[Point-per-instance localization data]

<<<<

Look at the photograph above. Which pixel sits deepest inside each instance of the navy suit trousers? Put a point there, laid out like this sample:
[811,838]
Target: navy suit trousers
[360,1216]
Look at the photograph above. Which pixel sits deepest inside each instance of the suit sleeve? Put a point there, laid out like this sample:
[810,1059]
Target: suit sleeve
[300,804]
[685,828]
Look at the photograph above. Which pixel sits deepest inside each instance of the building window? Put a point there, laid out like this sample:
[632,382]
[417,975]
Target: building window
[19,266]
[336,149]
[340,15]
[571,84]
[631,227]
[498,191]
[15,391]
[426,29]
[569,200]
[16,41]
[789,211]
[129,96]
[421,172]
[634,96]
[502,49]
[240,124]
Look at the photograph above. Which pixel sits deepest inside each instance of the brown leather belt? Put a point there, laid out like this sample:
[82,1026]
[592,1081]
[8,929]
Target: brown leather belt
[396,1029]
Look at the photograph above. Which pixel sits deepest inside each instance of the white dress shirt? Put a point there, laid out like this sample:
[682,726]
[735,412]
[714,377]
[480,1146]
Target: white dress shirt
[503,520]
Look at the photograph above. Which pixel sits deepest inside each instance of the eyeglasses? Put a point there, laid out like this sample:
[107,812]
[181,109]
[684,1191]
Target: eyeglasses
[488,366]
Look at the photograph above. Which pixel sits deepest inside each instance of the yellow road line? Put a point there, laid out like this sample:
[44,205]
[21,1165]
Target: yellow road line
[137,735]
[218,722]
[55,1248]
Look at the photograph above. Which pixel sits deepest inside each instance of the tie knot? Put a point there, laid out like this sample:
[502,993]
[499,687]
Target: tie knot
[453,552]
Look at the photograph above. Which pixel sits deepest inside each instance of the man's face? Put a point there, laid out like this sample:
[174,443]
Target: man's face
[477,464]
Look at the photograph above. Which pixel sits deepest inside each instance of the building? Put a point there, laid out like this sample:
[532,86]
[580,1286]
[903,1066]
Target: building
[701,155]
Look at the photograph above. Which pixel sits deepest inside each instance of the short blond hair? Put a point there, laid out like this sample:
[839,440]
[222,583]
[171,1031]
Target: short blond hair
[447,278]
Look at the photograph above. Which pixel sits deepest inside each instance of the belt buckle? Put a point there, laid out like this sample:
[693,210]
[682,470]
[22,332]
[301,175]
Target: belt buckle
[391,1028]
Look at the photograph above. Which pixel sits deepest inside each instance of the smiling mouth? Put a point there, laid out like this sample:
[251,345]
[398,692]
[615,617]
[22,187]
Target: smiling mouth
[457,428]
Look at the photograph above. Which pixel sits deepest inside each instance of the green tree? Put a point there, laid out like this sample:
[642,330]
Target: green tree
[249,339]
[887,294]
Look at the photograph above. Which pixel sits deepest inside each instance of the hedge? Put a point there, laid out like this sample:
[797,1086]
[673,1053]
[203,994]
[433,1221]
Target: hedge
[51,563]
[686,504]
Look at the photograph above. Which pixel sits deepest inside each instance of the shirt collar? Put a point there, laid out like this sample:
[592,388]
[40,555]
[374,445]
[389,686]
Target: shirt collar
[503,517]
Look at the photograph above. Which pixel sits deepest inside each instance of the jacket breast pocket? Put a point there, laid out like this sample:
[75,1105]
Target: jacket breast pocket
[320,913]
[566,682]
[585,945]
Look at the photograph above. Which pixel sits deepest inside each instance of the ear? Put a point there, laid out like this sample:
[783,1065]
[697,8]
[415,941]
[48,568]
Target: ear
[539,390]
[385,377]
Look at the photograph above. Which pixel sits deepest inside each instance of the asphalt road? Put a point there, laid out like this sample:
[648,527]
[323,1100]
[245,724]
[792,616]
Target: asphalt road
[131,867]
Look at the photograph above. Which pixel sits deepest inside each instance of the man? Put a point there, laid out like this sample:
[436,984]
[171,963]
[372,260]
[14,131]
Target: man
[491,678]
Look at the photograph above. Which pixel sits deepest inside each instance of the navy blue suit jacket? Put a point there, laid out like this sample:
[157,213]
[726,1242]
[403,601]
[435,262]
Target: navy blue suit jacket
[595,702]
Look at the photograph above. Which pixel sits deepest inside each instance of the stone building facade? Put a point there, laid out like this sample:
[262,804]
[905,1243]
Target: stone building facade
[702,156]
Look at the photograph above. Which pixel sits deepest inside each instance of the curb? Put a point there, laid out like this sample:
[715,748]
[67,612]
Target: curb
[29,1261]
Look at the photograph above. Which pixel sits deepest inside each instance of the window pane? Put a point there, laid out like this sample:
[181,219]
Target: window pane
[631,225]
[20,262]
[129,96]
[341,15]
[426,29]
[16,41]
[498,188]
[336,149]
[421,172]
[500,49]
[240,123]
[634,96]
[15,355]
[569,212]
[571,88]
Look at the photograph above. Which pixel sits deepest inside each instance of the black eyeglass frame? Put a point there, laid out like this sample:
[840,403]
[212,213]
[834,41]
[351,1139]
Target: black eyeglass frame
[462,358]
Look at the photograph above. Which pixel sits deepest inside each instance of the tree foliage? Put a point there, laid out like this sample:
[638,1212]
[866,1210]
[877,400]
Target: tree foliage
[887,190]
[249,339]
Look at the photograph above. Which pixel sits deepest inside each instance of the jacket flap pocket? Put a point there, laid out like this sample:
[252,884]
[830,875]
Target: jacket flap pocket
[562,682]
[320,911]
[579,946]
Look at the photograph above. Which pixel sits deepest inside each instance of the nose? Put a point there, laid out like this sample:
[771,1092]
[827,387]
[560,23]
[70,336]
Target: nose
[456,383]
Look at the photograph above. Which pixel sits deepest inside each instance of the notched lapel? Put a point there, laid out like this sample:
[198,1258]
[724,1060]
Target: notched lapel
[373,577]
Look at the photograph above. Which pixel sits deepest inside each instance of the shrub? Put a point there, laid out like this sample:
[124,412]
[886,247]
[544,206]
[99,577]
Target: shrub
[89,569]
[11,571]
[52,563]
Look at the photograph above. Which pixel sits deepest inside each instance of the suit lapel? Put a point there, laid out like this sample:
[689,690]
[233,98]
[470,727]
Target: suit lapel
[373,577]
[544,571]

>>>>

> _EXERCISE OBJECTIVE_:
The entries must all be transcribed exactly.

> _SOLUTION TO THIS TASK_:
Look at the photograph above. Which pixel sits deepest inside each instance of the navy suit trousers? Put a point there, laid out like this sample:
[811,838]
Target: navy suit trousers
[360,1216]
Look at the photograph above. Which pixel sits deepest inside each instance of the suit sleeve? Put a point there, laid out like this sample:
[810,1059]
Target: suit sleeve
[300,804]
[685,828]
Look at the photograph above. Which pixel sits deepest inside each instance of the building window? Put a point there, laid out like this sample:
[632,382]
[417,975]
Target: building window
[19,266]
[336,149]
[340,15]
[571,84]
[631,227]
[498,191]
[15,391]
[426,29]
[569,200]
[16,41]
[789,211]
[129,96]
[421,172]
[634,96]
[502,49]
[240,124]
Look at the photograph above. Which pixel sits deepest inside each instance of the brown leather belt? Put a point there, laid out like this sample:
[82,1026]
[592,1081]
[8,929]
Target: brown leather belt
[396,1029]
Look at the photograph above. Which pixel sits deepest inside each instance of the white dress shirt? Put a point there, laid out like this sample:
[682,726]
[735,412]
[714,377]
[480,1146]
Target: white dress shirt
[503,520]
Look at the photograph above. Which pixel sits deepest inside each instance of the eyeglasses? Put a point there, laid out like this sample:
[107,812]
[181,109]
[684,1191]
Target: eyeglasses
[488,366]
Look at the photograph above. Which pixel sits deepest inside each instance of the yellow road line? Put a point there, laid out like this sample:
[44,205]
[21,1165]
Target: yellow road line
[137,735]
[218,722]
[55,1248]
Look at the photograph above. Which pixel sits deepest inside each instance of the tie knot? Put a point there, laid out like this sample:
[502,993]
[499,687]
Target: tie knot
[453,552]
Look at the photograph above. Which pixel sits deepest inside each instance of the man's face? Put a point there, laid out like this sample:
[174,443]
Target: man's face
[477,464]
Look at the photograph above. Which pixel sits deepest inside each instance of the building? Put a point there, laid out like this sample:
[532,86]
[580,1286]
[903,1066]
Target: building
[701,155]
Look at the photograph above. Which pixel sits deepest inside each instance of the short blond hair? Put a point there, laid out like this sample:
[839,440]
[222,583]
[171,1031]
Target: short blond hair
[447,278]
Look at the photograph above. Which pixel sits deepest inside each instance of the belt buckle? Put a point there, laid out like this sample:
[693,210]
[682,470]
[22,332]
[301,175]
Target: belt buckle
[391,1028]
Look at the photograph above. Which pixel sits deepest inside each instance of the smiling mouth? Put a point there, laid out like this sample:
[251,345]
[398,692]
[615,617]
[22,187]
Target: smiling mouth
[457,428]
Look at the photograph above. Which pixel sits deepest inside each instance of the green tree? Put a point there, laid out like this sample:
[642,330]
Target: green tree
[249,339]
[887,294]
Look at the photograph above. Which pixel sits deepest inside each instance of the hedge? Put a point there, laid out like this sample:
[797,1086]
[673,1053]
[203,994]
[433,1221]
Target: hedge
[51,563]
[686,504]
Look at the photograph above. Which pixel sits deepest inside each instance of the shirt collar? Put a point there, laid out like this sample:
[592,388]
[40,555]
[374,445]
[389,686]
Target: shirt collar
[503,517]
Look at the photograph above. Which pixel sits deepest inside each instance of the jacket breast pocket? Put a point there, laid out like this sample:
[75,1105]
Target: jacket breast pocket
[320,913]
[566,682]
[585,945]
Look at the photograph above. Which pixel sits deepest inside each instance of the ear? Put a point there, laid out like this sample:
[783,1065]
[697,8]
[415,941]
[48,568]
Target: ear
[539,390]
[385,377]
Look at the photograph above. Which pixel sits deepest inside each instance of the asphalt road? Put a point there, laid out like this sample:
[648,527]
[323,1100]
[245,724]
[792,616]
Target: asphalt road
[131,867]
Look at the photograph above. Which pixel sits deepest inside each instance of the man? Put a point there, laid out like this sample:
[436,984]
[171,963]
[372,260]
[14,131]
Target: man
[491,678]
Look at the photograph above. Which pixel sits deepest inside each instance of the navy blue suit jacket? Put a point there, laid out like this sample:
[157,213]
[726,1242]
[403,601]
[435,262]
Target: navy blue suit jacket
[595,702]
Look at the photograph above. Which pixel sits deepest inside each instance of the stone building facade? Put a point there, laid out like this sample:
[262,804]
[905,1243]
Target: stone building facade
[702,156]
Look at the photograph above. Which pixel sits deepest inside each instance of the curb? Put a point there, laid out like this sample:
[715,748]
[67,612]
Target: curb
[29,1261]
Look at the photograph above. Which pixel sits deepest inside each instance of the window pane? Put a point there, laid out like this sample:
[181,219]
Target: window pane
[631,225]
[20,262]
[129,96]
[341,15]
[426,29]
[16,41]
[498,188]
[336,149]
[421,172]
[500,49]
[240,123]
[634,96]
[15,355]
[569,212]
[571,88]
Look at the photograph above. Which pixel sits deepest inside each instance of the black eyeglass frame? Put a point there, laid out like this sample:
[840,403]
[212,213]
[834,41]
[351,1139]
Target: black eyeglass frame
[462,358]
Look at the photograph above. Which pixel sits deepest inside each instance of the tree foliage? Put a point there, laid out like this sample:
[638,1212]
[866,1210]
[877,400]
Target: tree foliage
[887,190]
[249,339]
Look at the photograph above. Which pixel sits deepest inside each instance of the jacket flap pocket? Put a point there, laid out like this sample:
[252,884]
[830,875]
Target: jacket flap pocket
[562,682]
[320,911]
[579,946]
Look at the photograph above. Which pixel sits deepest inside each instance of the nose? Put a point there, laid out like this sample:
[771,1092]
[827,387]
[560,23]
[70,336]
Target: nose
[456,383]
Look at the photograph above. Which pixel sits deepest inside each instance of the notched lapel? Put a point there, laid out like this sample:
[198,1258]
[724,1060]
Target: notched lapel
[373,577]
Look at the photograph above. Which pixel sits deepest inside each instance of the shrub? Put a point there, laid out like this sample:
[124,412]
[886,247]
[544,206]
[99,577]
Target: shrub
[89,569]
[11,571]
[52,563]
Look at the photograph above. Which pixel sits deepest inside each instance of the suit lapel? Put a point there, laid out like this sample:
[689,690]
[233,98]
[470,727]
Target: suit lapel
[373,577]
[544,571]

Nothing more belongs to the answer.